**What this task involves:**
In the records below, find the line that contains "Target: dark jeans" and the line that contains "Target: framed certificate". Set down exactly those lines and every line between them, and nothing more.
Source records below:
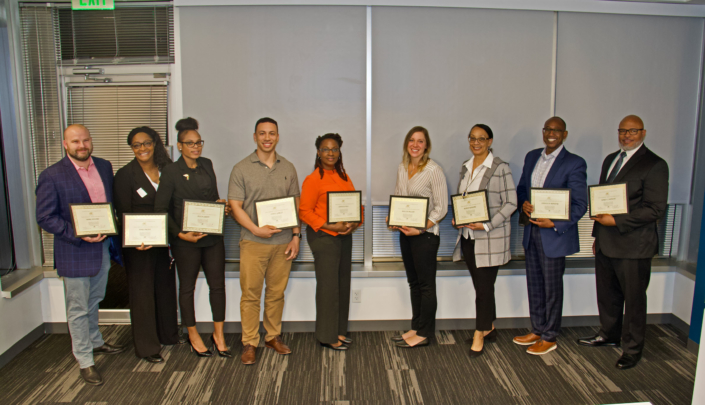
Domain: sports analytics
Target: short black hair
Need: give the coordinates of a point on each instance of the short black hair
(266, 119)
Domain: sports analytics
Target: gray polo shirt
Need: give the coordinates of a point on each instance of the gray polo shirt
(251, 180)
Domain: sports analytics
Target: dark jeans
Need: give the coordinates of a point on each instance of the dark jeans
(188, 262)
(332, 259)
(483, 280)
(419, 256)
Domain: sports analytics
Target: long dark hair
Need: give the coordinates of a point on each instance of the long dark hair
(161, 156)
(339, 164)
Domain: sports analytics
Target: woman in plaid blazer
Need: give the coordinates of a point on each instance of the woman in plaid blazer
(485, 245)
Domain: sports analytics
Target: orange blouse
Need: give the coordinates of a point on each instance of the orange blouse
(313, 206)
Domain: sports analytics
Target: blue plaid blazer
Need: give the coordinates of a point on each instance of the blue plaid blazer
(60, 185)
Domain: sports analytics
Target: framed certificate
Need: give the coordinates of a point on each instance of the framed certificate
(471, 207)
(344, 206)
(281, 213)
(93, 219)
(551, 203)
(408, 211)
(203, 216)
(148, 228)
(608, 199)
End of Source records.
**Solution to this exercise:**
Target: dark jeans
Need: give the coordinates of a point on each instance of the dark jeans
(188, 262)
(332, 259)
(483, 280)
(419, 256)
Domain: sports analytics
Target: long dark hair
Need: give the coordinates of a point on each instance of the long dark hair
(161, 156)
(339, 164)
Domain: sports analytics
Target: woman in plaid blazer
Need: give the coordinates of a point on each instance of the woman in plaid blazer
(485, 245)
Domain: sports analytics
Target: orange blouse
Need: give the coordinates of a point on each instance of the orange blouse
(313, 206)
Domain: sports analytics
Target: blue plaid blazer
Need: give the coordinates of a point on each instance of the blue plaid blazer
(60, 185)
Domain: sports analytics
Target: framed certificate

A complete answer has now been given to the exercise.